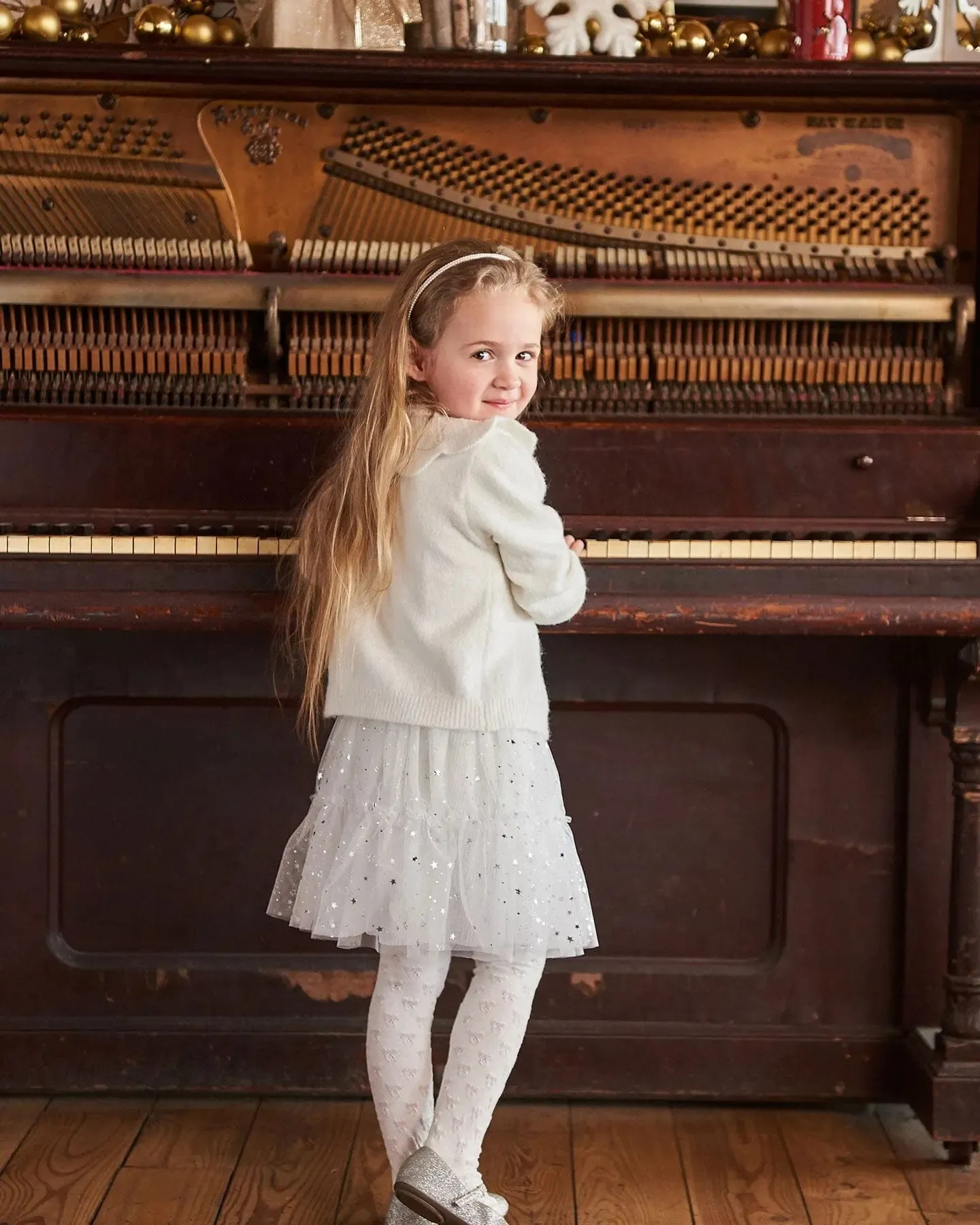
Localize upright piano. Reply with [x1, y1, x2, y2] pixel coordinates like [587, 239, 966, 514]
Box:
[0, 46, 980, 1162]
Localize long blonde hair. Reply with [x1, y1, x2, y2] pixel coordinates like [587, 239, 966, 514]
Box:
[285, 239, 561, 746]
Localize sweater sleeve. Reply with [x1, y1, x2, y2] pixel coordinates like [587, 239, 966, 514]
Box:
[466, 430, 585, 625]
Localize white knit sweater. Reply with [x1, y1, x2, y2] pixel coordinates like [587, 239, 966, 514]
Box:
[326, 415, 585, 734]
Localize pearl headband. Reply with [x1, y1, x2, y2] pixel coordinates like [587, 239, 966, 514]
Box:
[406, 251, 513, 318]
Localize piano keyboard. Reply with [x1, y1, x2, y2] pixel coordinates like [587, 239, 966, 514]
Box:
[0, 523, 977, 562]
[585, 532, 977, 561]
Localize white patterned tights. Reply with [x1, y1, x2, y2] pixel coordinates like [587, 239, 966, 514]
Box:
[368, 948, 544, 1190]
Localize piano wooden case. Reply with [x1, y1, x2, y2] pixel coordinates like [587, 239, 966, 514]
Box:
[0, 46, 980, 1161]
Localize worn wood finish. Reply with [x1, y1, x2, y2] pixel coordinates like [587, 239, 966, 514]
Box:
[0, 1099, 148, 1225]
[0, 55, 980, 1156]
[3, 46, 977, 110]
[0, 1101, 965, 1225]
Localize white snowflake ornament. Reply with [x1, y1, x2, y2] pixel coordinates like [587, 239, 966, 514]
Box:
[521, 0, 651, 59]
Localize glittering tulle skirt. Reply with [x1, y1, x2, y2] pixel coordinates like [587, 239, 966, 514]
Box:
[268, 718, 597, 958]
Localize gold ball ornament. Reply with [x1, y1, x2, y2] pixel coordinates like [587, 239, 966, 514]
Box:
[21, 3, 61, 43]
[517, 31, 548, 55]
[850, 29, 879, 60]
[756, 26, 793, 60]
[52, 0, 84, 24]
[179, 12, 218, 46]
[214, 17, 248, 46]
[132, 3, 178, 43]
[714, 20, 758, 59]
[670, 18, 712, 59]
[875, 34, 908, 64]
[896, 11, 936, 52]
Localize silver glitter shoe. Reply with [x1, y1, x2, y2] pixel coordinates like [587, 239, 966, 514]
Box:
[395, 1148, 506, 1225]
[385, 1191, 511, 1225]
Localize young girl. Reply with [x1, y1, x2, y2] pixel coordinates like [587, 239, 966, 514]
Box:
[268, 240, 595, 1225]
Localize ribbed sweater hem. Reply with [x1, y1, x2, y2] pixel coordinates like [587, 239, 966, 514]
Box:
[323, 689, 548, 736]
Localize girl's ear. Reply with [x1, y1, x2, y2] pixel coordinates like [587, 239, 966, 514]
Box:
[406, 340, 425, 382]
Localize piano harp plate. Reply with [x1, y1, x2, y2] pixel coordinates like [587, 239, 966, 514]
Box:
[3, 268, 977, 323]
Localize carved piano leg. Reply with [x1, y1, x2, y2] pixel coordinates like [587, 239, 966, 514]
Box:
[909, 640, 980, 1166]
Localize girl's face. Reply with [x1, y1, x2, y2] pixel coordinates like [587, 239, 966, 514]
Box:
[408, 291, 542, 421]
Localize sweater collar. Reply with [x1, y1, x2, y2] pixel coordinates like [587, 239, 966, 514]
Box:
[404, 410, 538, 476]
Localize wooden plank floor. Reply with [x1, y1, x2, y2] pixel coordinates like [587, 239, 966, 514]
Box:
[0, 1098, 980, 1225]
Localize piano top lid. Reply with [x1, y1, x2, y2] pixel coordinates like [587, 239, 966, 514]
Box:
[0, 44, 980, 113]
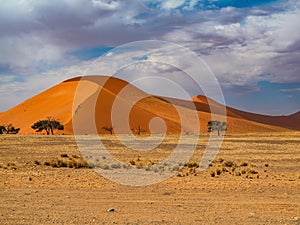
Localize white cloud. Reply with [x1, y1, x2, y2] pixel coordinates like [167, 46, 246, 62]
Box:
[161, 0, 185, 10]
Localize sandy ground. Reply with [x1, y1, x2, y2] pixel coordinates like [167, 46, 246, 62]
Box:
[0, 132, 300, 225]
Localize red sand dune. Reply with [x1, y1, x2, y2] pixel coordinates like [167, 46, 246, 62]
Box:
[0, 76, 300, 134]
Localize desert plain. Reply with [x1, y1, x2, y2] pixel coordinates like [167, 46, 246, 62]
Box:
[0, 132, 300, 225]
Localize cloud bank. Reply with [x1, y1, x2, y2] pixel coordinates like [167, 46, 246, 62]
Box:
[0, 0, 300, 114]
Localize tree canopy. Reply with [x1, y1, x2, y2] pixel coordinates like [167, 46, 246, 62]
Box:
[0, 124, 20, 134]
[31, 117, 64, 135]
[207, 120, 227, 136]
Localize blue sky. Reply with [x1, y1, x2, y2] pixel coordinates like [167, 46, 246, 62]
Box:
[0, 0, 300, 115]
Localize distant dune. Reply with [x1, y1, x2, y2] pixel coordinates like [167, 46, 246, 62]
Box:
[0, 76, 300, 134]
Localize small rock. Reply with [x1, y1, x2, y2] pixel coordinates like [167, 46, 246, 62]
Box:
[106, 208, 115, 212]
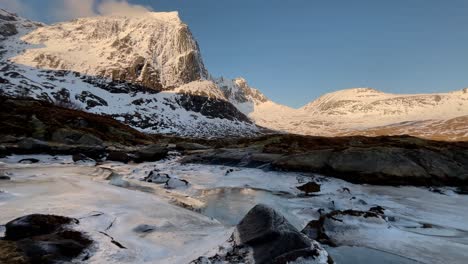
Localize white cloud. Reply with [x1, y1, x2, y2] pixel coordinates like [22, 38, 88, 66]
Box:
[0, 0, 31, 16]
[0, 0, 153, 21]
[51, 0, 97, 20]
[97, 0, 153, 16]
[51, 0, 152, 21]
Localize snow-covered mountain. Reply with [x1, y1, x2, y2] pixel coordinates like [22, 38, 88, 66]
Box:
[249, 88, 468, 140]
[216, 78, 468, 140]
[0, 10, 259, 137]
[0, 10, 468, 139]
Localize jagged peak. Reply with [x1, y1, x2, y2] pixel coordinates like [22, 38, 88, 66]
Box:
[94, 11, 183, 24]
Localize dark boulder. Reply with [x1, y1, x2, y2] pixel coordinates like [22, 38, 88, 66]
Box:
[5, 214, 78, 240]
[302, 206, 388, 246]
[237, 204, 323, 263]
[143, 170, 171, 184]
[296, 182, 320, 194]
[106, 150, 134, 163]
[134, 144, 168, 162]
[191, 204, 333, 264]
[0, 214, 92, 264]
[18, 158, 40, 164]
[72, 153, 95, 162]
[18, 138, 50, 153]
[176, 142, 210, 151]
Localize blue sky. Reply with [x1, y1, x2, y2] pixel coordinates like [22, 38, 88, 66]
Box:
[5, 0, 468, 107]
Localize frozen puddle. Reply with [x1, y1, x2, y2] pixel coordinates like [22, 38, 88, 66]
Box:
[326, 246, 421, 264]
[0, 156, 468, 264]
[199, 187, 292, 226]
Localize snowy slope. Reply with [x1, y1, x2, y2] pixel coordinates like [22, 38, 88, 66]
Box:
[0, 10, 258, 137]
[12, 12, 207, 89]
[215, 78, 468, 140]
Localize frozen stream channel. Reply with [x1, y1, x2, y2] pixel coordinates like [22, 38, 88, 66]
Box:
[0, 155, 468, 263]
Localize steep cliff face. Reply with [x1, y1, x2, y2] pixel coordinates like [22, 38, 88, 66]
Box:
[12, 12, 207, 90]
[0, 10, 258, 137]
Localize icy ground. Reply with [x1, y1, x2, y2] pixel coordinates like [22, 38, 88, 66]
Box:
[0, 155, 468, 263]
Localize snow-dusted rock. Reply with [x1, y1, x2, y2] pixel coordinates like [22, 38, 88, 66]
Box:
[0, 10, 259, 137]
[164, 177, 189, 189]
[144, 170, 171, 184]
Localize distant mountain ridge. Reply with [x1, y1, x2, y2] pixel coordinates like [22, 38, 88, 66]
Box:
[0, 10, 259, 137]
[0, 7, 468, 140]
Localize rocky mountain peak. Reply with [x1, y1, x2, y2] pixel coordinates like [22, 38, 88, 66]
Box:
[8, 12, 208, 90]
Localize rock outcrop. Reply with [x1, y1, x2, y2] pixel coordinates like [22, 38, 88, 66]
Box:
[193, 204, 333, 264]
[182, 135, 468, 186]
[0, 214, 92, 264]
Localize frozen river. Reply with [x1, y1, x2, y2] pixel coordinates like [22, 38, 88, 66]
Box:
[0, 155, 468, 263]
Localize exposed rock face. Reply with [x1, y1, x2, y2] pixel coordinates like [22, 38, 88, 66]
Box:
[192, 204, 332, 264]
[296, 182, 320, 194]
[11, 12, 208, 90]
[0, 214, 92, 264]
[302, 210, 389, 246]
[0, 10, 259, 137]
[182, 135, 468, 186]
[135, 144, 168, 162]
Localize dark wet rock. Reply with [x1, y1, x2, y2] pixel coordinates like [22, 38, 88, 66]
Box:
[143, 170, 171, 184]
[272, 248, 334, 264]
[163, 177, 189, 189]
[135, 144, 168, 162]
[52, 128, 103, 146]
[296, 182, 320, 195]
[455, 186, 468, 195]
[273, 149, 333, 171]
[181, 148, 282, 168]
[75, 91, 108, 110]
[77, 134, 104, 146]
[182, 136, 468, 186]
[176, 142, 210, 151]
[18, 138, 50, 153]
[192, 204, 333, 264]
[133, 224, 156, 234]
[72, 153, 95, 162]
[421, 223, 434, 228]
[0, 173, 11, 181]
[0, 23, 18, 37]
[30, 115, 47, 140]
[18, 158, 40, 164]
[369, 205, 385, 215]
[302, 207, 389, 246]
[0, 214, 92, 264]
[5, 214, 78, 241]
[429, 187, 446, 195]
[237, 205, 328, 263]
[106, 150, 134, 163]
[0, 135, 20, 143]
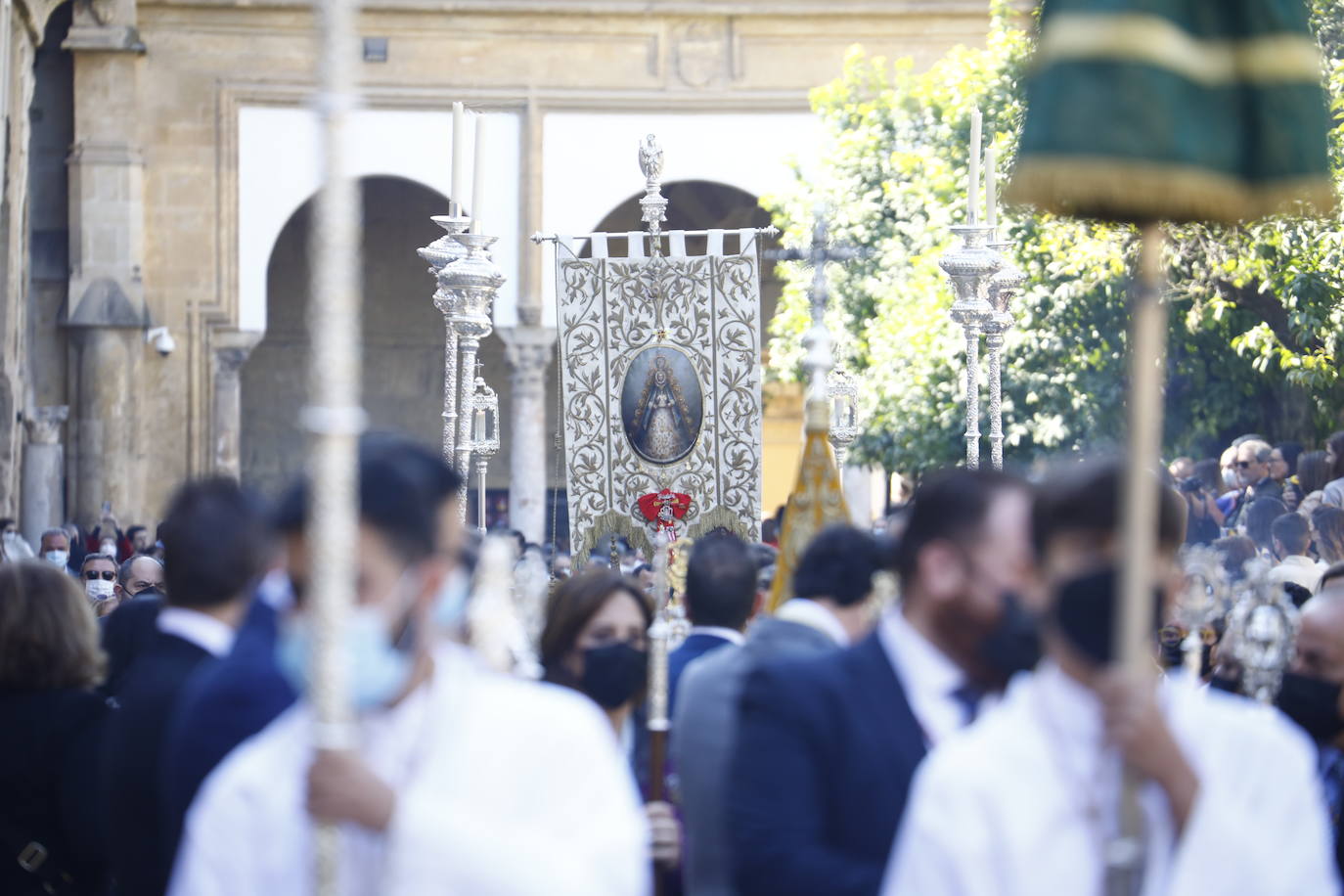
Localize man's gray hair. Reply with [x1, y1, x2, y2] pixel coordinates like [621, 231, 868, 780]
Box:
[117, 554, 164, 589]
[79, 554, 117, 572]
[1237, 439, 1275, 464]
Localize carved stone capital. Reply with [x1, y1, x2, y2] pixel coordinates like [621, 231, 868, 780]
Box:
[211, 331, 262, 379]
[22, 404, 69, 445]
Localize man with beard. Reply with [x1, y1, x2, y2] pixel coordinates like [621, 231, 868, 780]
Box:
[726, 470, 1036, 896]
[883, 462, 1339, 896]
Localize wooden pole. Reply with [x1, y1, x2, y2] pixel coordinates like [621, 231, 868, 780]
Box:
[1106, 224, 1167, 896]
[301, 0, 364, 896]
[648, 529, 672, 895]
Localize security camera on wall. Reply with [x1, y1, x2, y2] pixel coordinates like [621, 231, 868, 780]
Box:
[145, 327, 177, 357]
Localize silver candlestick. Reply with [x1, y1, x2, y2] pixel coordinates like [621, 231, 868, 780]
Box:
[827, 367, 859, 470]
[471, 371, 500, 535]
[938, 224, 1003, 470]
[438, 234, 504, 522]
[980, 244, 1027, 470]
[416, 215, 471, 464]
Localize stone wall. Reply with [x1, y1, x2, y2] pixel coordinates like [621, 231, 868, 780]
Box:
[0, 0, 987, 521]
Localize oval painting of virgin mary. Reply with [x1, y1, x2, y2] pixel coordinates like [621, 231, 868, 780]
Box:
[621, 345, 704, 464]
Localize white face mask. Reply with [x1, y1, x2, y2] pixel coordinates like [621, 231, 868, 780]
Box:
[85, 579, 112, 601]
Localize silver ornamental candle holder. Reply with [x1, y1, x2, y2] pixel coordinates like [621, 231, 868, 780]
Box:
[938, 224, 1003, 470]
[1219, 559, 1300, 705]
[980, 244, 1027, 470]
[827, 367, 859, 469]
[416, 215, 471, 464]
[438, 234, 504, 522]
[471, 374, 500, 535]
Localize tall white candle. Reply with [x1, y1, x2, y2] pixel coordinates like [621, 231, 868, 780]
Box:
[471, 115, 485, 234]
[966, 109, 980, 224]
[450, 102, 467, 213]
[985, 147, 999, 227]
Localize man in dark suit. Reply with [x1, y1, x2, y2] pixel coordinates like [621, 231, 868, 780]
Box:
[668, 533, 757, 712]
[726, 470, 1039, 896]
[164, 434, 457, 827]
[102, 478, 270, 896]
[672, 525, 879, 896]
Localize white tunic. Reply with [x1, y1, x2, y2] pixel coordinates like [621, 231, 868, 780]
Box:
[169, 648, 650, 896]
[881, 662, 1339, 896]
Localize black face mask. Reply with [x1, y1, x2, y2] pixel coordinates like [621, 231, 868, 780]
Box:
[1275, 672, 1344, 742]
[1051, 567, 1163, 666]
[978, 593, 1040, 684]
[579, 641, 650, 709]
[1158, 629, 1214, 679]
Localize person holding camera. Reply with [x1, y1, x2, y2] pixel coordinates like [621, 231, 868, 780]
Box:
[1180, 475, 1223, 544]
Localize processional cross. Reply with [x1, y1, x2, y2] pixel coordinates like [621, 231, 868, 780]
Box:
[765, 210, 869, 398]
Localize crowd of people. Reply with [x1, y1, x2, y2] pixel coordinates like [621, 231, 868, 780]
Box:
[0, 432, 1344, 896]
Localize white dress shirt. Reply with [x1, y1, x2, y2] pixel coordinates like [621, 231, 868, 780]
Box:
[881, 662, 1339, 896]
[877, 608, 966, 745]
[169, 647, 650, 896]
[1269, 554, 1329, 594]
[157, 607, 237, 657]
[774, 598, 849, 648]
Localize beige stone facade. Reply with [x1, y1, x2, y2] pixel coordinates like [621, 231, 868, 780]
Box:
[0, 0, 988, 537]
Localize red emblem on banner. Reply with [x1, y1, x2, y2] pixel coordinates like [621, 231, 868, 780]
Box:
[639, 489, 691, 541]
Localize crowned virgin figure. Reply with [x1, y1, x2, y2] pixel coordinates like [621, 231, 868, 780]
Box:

## DIRECTIONS
Reproduce the stretch of the records above from the start through the line containing "[466, 430, 585, 625]", including both ends. Leave the pictures out.

## THE SOLUTION
Localize upright piano. Reply with [x1, y1, x2, y2] pixel coordinates like [587, 239, 966, 514]
Box:
[0, 46, 980, 1162]
Localize long blonde hair. Reply with [x1, y1, x2, y2] pixel coordinates like [587, 239, 966, 514]
Box:
[285, 239, 561, 746]
Localize sweater sleeve. Reply with [x1, y1, x2, y2] pixel coordinates like [587, 239, 966, 514]
Box:
[466, 430, 585, 625]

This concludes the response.